Direction:
Could you rewrite the records, starting at the line that has "Detection target: hockey glove" and stopping after the last line of the records, keeping every line and shifting each bounding box coordinate in the answers up by 15?

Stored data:
#####
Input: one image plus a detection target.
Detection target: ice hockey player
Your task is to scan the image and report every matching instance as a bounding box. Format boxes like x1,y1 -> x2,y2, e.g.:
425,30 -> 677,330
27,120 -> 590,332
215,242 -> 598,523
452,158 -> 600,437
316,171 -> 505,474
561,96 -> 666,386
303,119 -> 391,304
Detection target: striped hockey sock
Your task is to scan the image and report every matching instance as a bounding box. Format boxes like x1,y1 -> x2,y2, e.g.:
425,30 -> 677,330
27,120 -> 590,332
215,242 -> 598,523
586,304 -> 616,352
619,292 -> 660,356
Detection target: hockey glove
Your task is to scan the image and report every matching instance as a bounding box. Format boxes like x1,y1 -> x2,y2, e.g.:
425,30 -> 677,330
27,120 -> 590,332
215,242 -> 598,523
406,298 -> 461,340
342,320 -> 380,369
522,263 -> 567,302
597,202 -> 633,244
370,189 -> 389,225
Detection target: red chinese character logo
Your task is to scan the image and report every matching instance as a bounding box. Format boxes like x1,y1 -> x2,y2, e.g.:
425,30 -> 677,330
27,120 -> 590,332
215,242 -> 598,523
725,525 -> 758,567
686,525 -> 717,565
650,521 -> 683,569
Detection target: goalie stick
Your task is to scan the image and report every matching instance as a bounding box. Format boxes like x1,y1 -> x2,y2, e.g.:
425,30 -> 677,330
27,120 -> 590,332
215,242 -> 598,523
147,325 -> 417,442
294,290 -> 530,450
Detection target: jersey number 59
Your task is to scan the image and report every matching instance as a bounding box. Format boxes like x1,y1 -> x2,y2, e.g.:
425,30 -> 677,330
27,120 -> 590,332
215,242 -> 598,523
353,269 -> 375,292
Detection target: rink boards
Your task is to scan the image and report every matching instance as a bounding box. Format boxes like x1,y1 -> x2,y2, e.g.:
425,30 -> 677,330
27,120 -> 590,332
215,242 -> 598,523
#####
Exercise response:
Detection target: hockey glove
Your task is to scan the image and report every matching instance as a bounding box. Format boxes like x1,y1 -> x2,y2, e.g.:
425,30 -> 677,330
27,120 -> 590,332
215,242 -> 598,523
421,313 -> 476,355
357,335 -> 395,384
537,278 -> 582,317
612,217 -> 648,259
385,204 -> 404,240
Detection target: red chinese character logo
Your task is to scan the image and report every matching instance as a bounding box. Format boxes like x1,y1 -> x2,y2, e.g.:
425,30 -> 677,330
27,120 -> 590,332
215,242 -> 598,523
740,540 -> 773,582
701,540 -> 732,580
665,536 -> 698,584
Detection target: goalie stick
Your task is to scan the image and report every matching instance as a bounding box. Format boxes like x1,y1 -> x2,y2, e.g.:
425,30 -> 677,330
27,120 -> 590,332
215,242 -> 598,523
162,340 -> 432,457
309,305 -> 545,465
Detection target: jersey number 59
Your task is to scan the image and report every matching instance as a bounding box. Format boxes like x1,y1 -> x2,y2, e.g.:
425,30 -> 677,330
27,120 -> 590,332
215,242 -> 598,523
368,284 -> 390,307
Detection target: rink boards
Your task is to scan the image and report every matching instance as a bounding box. Format boxes like x1,y1 -> x2,y2, e.g.:
425,30 -> 677,330
27,120 -> 590,332
215,242 -> 598,523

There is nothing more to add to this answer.